*提示本文*.
:::

但馬STYLE VOL.25 阿瀬 大典さん《香美町》


「まじで潰れる5日前」。そんな悪口にも聞こえるユニークなキャッチコピーで話題となった、兵庫県香美町村岡区にある道の駅「あゆの里矢田川」。同道の駅長であり話題の仕掛け人でもある阿瀬大典さんは、どのような思いでそんなキャッチコピーをつけたのでしょうか。メディアにも取り上げられた名物駅長の素顔とは。

― 観光協会との出会い

姫路市出身の阿瀬さんが但馬に移住してきたのは20代のころ。
「祖父の実家がある村岡に向かう際の山道で、木々が迫ってくるような迫力を感じたのを覚えています。プログラマの仕事をしていたので都会にこだわらなかったことと、仕事に集中できる環境を求め移住しました」

:::

*記録一覧*.
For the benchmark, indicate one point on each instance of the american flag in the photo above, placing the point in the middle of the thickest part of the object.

:::

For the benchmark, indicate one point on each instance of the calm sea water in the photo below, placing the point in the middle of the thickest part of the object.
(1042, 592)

:::

*課題の目的*. 道の駅駅長の紹介記事から、「但馬STYLE VOL.25 阿瀬」を含む語句で始まり「姫路市出身の阿瀬さんが但馬に移住してきたのは20代のころ。」で終わる部分を、一字一句変えずに抜き出してください。

*解答結果*.
但馬STYLE VOL.25 阿瀬 大典さん《香美町》


「まじで潰れる5日前」。そんな悪口にも聞こえるユニークなキャッチコピーで話題となった、兵庫県香美町村岡区にある道の駅「あゆの里矢田川」。同道の駅長であり話題の仕掛け人でもある阿瀬大典さんは、どのような思いでそんなキャッチコピーをつけたのでしょうか。メディアにも取り上げられた名物駅長の素顔とは。

― 観光協会との出会い

姫路市出身の阿瀬さんが但馬に移住してきたのは20代のころ。